• _DATA FOR THIS EXERCISE_

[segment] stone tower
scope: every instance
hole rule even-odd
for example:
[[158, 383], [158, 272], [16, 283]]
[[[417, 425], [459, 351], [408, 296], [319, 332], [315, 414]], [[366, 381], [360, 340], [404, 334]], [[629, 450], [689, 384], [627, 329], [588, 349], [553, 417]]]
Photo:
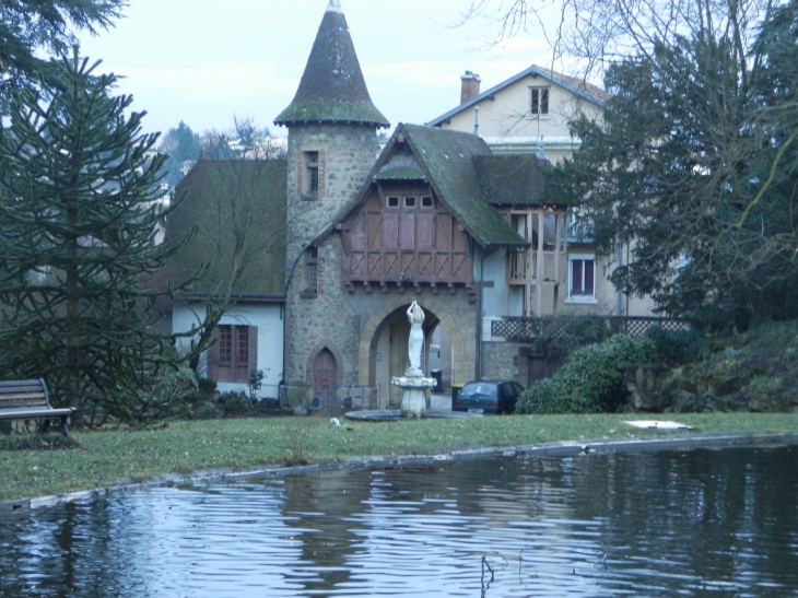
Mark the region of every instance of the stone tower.
[[284, 376], [319, 395], [356, 384], [360, 317], [344, 297], [340, 238], [313, 242], [366, 181], [377, 129], [389, 127], [368, 95], [339, 0], [330, 0], [296, 95], [274, 124], [289, 128]]

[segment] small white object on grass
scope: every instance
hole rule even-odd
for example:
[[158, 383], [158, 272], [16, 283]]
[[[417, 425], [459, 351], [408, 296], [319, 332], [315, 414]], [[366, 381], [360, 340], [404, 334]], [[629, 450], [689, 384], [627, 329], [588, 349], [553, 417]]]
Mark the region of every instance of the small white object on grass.
[[644, 430], [692, 430], [691, 426], [683, 423], [664, 420], [631, 420], [623, 423]]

• _THE TASK_
Write out once more the lines above beginning at the line with "[segment] small white object on grass"; continue through the final line and stop there.

• _EXPECTED ANSWER_
[segment] small white object on grass
scope: every instance
hole rule even-odd
for example:
[[158, 383], [158, 272], [16, 283]]
[[[417, 425], [459, 351], [408, 296], [319, 332], [315, 414]], [[366, 381], [360, 340], [404, 334]], [[629, 450], [689, 384], [627, 329], [588, 349], [553, 417]]]
Mark the region of every instance of the small white object on grass.
[[644, 430], [692, 430], [691, 426], [683, 423], [664, 420], [631, 420], [623, 423]]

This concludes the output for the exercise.